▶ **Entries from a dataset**
- - - -

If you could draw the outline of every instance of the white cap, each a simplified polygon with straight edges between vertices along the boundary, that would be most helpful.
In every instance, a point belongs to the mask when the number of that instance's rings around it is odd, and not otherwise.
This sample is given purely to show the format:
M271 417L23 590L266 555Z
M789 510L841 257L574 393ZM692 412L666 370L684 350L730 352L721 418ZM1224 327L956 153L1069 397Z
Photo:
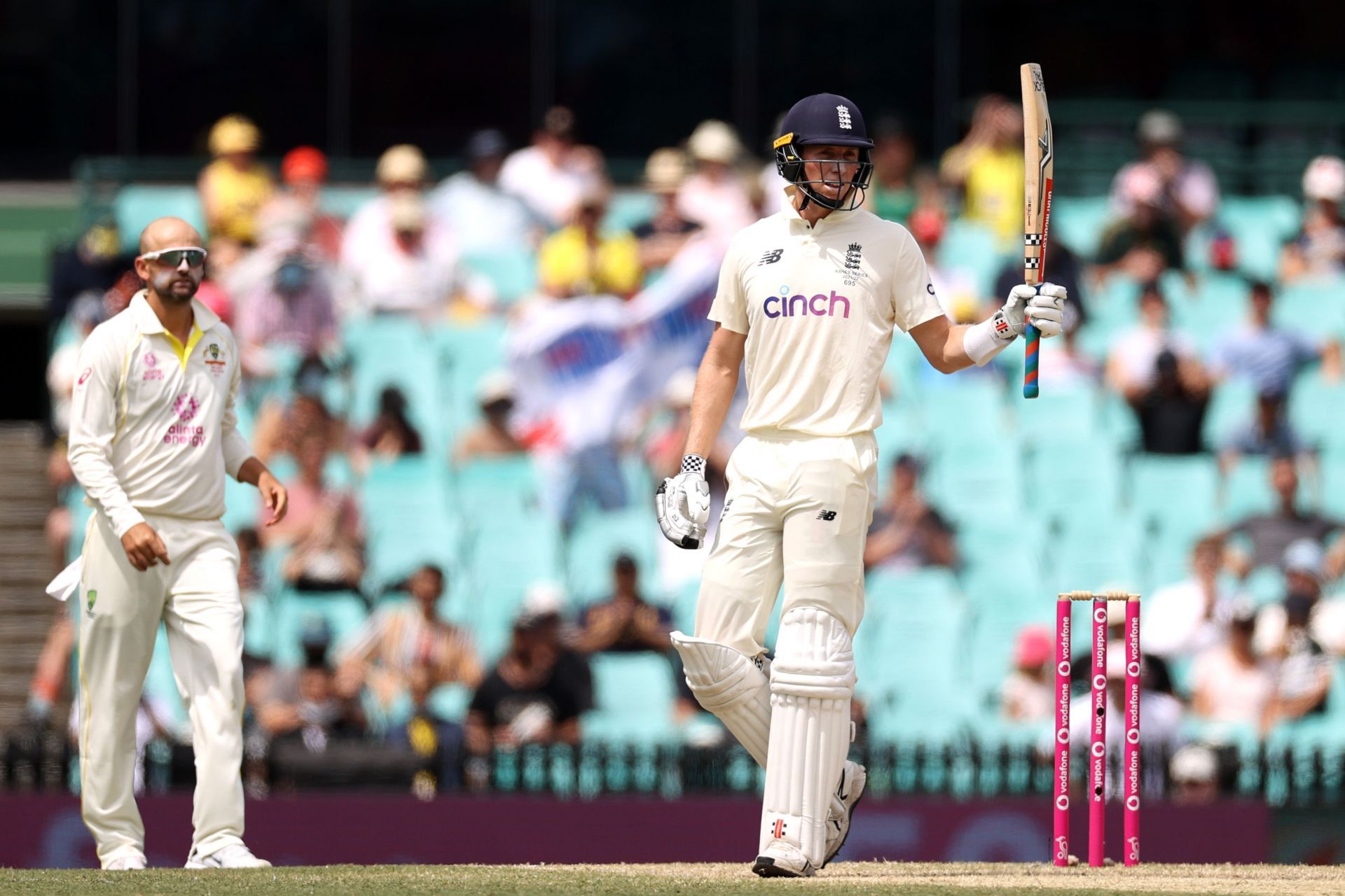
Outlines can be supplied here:
M1209 747L1188 744L1173 755L1167 771L1178 783L1210 783L1219 779L1219 759Z
M1345 199L1345 161L1318 156L1303 169L1303 196L1338 203Z
M686 141L686 148L691 157L698 161L718 161L732 165L742 152L738 134L722 121L710 118L702 121L691 132L691 138Z

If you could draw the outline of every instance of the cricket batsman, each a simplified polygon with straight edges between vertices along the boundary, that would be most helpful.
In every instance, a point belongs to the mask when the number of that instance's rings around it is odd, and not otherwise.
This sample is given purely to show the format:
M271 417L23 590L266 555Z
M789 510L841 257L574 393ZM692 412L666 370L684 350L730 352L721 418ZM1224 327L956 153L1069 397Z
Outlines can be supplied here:
M859 109L800 99L775 141L788 207L740 231L710 308L678 476L659 527L705 539L710 453L746 361L746 434L697 600L695 637L672 633L697 700L765 767L752 870L806 877L839 852L863 793L847 760L853 638L863 617L863 541L877 498L878 375L893 328L944 373L983 365L1024 330L1061 332L1065 290L1015 286L989 320L955 326L905 227L859 208L873 176ZM765 629L784 584L775 661Z
M81 814L105 869L145 868L136 810L136 708L155 634L196 754L187 868L265 868L243 845L243 607L238 549L219 517L225 474L285 516L285 489L237 430L233 333L195 301L200 235L161 218L140 236L145 289L79 352L70 467L94 506L79 578Z

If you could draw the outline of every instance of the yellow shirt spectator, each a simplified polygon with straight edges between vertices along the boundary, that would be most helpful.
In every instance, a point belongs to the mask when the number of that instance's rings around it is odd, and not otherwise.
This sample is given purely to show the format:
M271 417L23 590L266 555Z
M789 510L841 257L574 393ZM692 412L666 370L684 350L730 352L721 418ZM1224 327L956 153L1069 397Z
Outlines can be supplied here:
M627 231L594 234L581 224L555 231L538 253L538 278L551 296L611 293L629 297L640 287L640 243Z
M1003 243L1021 239L1022 150L968 146L962 163L966 171L963 214L990 227Z

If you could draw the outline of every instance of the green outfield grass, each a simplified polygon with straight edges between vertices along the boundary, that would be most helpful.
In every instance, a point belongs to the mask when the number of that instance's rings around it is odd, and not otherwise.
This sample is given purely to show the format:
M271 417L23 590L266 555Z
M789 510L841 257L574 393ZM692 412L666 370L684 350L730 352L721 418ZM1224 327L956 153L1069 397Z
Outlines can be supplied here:
M0 893L1345 893L1345 869L1289 865L1046 865L841 862L807 881L759 880L746 865L332 865L269 870L0 869Z

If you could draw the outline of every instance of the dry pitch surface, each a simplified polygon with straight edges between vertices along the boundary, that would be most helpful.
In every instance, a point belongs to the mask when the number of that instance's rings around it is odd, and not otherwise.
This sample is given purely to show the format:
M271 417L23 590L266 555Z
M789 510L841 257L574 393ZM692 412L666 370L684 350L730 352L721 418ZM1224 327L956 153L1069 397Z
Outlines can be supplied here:
M1345 869L1290 865L1071 868L839 862L812 880L760 880L746 865L332 865L269 870L0 869L0 893L1341 893Z

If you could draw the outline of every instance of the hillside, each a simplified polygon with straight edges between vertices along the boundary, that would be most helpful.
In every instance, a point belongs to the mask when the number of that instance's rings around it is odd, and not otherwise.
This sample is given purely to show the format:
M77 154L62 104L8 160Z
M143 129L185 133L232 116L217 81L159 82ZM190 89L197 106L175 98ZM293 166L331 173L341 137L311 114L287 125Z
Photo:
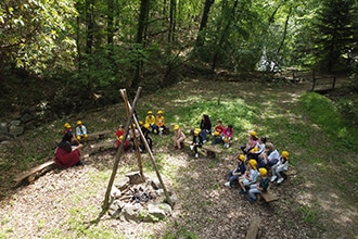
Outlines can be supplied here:
M80 118L92 131L115 131L126 120L123 103L27 131L0 148L1 159L11 161L2 162L8 168L1 171L0 238L245 238L255 215L261 218L261 238L357 238L357 190L347 189L350 184L356 187L357 179L338 181L346 168L333 161L335 144L299 108L301 96L310 87L305 81L190 79L140 98L141 120L149 109L161 109L169 126L179 123L186 129L195 127L202 113L210 114L213 122L221 118L234 124L232 147L222 149L215 160L204 155L194 160L188 149L172 151L171 135L153 136L153 153L164 181L178 198L171 217L155 224L112 219L108 215L97 221L114 151L91 154L85 159L85 166L54 169L31 185L11 188L12 178L29 165L41 163L36 160L39 154L40 159L51 156L64 121ZM228 169L234 165L233 156L252 128L268 136L279 151L291 152L289 178L271 186L280 200L268 205L250 204L238 189L223 186ZM141 155L144 173L155 177L148 154ZM324 165L318 163L322 159L327 159ZM346 159L356 166L354 152L347 152ZM136 169L136 155L128 152L120 160L117 175Z

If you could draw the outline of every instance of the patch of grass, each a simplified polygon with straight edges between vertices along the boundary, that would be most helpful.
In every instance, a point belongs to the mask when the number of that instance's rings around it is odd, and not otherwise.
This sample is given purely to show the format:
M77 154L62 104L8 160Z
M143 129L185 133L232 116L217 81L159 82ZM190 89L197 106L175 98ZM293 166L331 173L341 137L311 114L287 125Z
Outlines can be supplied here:
M195 235L195 232L192 232L186 228L181 228L175 235L171 232L165 234L164 238L165 239L175 239L175 238L197 239L199 237Z
M358 130L343 121L332 101L319 93L307 92L302 96L301 104L311 121L331 138L332 143L344 148L349 146L349 150L358 152L358 144L351 143L357 140Z
M316 224L319 219L319 212L315 209L308 206L297 207L296 211L302 215L302 218L305 223Z

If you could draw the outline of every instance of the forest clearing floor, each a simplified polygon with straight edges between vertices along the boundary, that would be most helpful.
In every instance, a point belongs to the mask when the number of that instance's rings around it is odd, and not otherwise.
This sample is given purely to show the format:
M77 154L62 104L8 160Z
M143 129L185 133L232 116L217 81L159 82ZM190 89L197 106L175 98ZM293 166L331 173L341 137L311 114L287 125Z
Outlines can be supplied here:
M206 85L193 79L167 90L180 91L184 98L218 89L222 96L231 92L246 102L261 103L272 100L273 96L273 105L268 106L290 111L310 88L308 81L279 85L212 81ZM205 97L212 99L213 95ZM159 102L157 104L164 108L170 105L158 95L141 100ZM118 106L97 112L91 117L104 117L115 109ZM358 238L357 200L340 192L336 184L331 185L332 175L293 163L289 178L282 185L271 185L271 191L280 197L278 201L251 204L238 193L238 188L223 186L228 171L234 166L233 155L243 141L234 141L217 159L201 155L195 160L188 149L171 150L171 135L163 138L167 143L156 147L154 141L153 153L161 155L156 161L161 164L164 183L178 198L167 219L133 223L112 219L105 214L97 221L114 163L114 151L105 151L86 158L85 166L51 171L30 185L10 188L9 181L21 173L16 168L3 175L1 180L7 181L1 185L7 188L1 186L4 197L0 202L0 238L111 238L116 234L118 238L245 238L251 218L256 215L261 218L260 238ZM316 136L316 142L319 138ZM155 140L161 138L155 137ZM31 147L34 141L28 141ZM291 153L296 158L306 156L304 148ZM348 152L348 155L356 159L354 153ZM148 154L142 154L142 161L144 165L151 164ZM136 154L127 152L120 160L118 177L129 168L138 169L137 159ZM152 171L144 174L155 178Z

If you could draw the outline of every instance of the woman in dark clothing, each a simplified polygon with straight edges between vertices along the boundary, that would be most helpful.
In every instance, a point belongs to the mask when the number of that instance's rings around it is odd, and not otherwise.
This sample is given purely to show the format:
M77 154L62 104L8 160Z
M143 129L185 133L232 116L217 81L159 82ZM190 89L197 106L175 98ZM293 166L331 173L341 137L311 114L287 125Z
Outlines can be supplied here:
M207 114L203 114L202 121L200 123L200 129L203 143L205 143L207 134L212 134L212 121Z
M195 152L195 158L197 159L199 154L197 154L197 148L202 148L203 146L203 138L202 136L200 135L200 129L195 129L194 130L194 136L193 136L193 141L190 146L190 149L191 150L194 150Z
M54 162L61 167L71 167L74 165L82 165L80 160L79 149L82 148L82 144L72 147L72 140L74 135L72 131L67 131L62 141L57 144L57 148L54 153Z

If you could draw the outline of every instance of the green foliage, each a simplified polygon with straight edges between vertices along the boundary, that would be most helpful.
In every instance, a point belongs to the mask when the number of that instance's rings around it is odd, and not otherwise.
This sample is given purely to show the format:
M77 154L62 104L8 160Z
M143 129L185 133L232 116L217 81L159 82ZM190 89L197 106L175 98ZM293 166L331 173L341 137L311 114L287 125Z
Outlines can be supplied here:
M72 0L0 4L0 68L13 63L39 73L65 62L71 66L74 40L67 21L76 16L73 5Z
M356 141L355 139L357 139L358 130L345 124L340 112L328 98L315 92L309 92L301 98L301 104L306 109L311 121L317 124L334 143L350 146L349 150L358 151L358 147L350 143Z
M347 68L344 54L356 45L353 29L355 0L328 0L317 16L314 38L316 58L323 71L333 72Z

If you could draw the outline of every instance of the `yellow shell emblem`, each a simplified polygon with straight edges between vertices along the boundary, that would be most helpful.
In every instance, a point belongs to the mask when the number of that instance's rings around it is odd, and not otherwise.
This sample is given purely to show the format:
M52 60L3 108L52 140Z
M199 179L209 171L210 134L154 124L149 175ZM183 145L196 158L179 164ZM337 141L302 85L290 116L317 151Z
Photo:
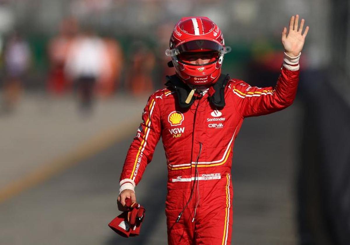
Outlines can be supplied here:
M178 111L173 111L168 117L168 120L172 126L181 125L184 119L183 114Z

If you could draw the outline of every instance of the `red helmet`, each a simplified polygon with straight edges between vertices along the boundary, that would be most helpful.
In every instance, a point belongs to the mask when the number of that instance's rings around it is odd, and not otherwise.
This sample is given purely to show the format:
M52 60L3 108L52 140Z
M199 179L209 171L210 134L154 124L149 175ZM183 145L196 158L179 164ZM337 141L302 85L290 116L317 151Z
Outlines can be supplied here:
M218 27L205 17L181 19L174 27L170 46L166 54L171 57L176 73L186 83L197 85L216 82L221 73L224 55L231 50L225 46ZM205 63L193 64L183 58L185 54L190 55L198 52L209 55Z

- - - -

▶ **TO DO**
Lay out everything from the line containing "green foliage, each" down to the line containing "M178 111L173 111L168" as a Markdown table with the columns Row and Line, numbering each row and skipping blank lines. Leave the picture out of the table.

▶ **TASK ANSWER**
| Row | Line |
|---|---|
| 1 | If you could draw the outline of every instance of the green foliage, each a simplified polygon with straight edges between vertices along the boundary, that would be most helpful. |
| 2 | In every instance, a point belongs to the mask when the number of that instance's rings around it is odd, and not otherwise. |
| 3 | This sample is given purely to show the format: |
| 4 | M77 154L62 104L8 160Z |
| 5 | M143 129L185 133L232 116L217 81L159 82ZM190 89L197 106L175 98ZM293 166L331 173L341 137L311 114L287 125Z |
| 6 | Outlines can be supplied here: |
| 7 | M72 0L0 4L0 68L13 63L39 73L65 62L71 66L74 40L67 21L76 16L73 5Z |
| 8 | M356 141L355 139L357 139L358 130L345 124L340 112L328 98L315 92L309 92L301 98L301 104L306 109L311 121L317 124L334 143L350 146L349 150L358 151L358 147L350 143Z |
| 9 | M347 68L344 54L356 45L353 29L355 0L328 0L317 16L314 38L316 58L323 71L333 72Z |
| 10 | If you could draw the outline of every instance of the `yellow shell emblem`, each a simplified polygon with straight edges between vertices along the boundary, that would be most helpful. |
| 11 | In every instance, a point belongs to the mask when the number of that instance's rings around it is odd, and not otherwise. |
| 12 | This sample is given purely to show the format: |
| 13 | M52 60L3 108L52 140Z |
| 14 | M199 179L209 171L210 134L154 124L149 175ZM183 145L196 158L179 164ZM337 141L302 85L290 116L317 151Z |
| 15 | Photo: |
| 16 | Outlines can be supplied here: |
| 17 | M178 111L173 111L168 117L168 120L172 126L181 125L184 119L183 114Z |